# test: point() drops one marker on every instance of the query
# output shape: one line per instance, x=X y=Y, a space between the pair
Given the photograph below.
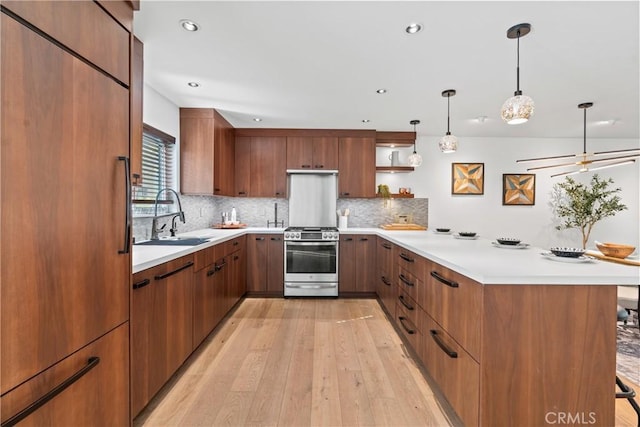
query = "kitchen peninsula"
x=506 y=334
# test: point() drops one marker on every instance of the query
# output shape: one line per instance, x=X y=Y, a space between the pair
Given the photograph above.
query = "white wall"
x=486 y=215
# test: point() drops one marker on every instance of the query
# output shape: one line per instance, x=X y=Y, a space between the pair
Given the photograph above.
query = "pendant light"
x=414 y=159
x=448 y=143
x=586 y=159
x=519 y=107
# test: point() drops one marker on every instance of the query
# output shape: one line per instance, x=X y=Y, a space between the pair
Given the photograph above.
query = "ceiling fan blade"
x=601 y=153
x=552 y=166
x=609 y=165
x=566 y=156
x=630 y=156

==

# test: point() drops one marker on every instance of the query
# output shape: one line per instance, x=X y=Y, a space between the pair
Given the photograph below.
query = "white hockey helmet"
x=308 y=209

...

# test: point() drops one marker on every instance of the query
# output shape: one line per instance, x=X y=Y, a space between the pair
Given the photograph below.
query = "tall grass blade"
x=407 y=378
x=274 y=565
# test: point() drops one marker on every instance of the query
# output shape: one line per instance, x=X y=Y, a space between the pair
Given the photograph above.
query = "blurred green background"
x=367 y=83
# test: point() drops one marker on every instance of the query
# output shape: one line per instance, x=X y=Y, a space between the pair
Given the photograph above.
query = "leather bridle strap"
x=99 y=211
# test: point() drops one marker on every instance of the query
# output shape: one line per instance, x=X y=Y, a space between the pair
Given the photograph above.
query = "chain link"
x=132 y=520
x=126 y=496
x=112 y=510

> _What you have to do_:
State how many of the lines above contain the string "white", with case counting, and give only the number.

> _Solution below_:
2